How to complete this task.
Your result will be the set of lines with "column", copied from the material below.
##### Supplied records #####
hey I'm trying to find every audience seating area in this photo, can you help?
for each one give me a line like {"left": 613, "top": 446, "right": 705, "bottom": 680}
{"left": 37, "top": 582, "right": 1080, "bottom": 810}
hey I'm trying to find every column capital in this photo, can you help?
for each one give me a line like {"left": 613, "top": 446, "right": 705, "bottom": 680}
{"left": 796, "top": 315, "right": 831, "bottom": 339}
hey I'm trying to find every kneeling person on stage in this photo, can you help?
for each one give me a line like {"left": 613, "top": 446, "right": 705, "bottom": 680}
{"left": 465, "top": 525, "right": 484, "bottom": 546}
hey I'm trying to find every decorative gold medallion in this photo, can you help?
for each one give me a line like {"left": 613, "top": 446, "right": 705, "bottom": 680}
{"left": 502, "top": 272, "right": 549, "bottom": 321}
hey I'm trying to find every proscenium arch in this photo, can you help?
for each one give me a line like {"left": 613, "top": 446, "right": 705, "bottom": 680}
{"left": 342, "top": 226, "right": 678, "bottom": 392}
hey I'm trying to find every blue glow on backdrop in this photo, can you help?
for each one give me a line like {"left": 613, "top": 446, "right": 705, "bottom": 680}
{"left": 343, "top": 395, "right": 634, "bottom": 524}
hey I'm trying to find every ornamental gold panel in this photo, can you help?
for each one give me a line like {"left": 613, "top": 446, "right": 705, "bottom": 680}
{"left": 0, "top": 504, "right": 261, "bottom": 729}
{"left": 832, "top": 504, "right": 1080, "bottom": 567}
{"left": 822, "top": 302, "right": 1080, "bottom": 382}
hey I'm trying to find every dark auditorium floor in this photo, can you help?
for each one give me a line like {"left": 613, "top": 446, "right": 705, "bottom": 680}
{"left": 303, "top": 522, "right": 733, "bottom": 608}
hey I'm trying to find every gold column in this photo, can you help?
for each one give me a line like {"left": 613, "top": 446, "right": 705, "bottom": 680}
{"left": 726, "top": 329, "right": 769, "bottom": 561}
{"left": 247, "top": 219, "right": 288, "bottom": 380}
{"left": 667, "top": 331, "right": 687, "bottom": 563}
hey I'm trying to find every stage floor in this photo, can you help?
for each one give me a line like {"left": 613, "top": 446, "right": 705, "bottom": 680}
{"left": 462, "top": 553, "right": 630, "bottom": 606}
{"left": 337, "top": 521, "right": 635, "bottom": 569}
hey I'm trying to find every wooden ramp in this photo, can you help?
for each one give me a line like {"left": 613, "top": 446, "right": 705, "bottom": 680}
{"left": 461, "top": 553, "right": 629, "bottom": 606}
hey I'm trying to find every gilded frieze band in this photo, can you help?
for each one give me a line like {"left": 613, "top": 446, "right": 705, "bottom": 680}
#####
Output of the exercise.
hey I'm trying to find every column capital in this photo, can you help?
hey I'm trying to find every gold column in this photo, can you help?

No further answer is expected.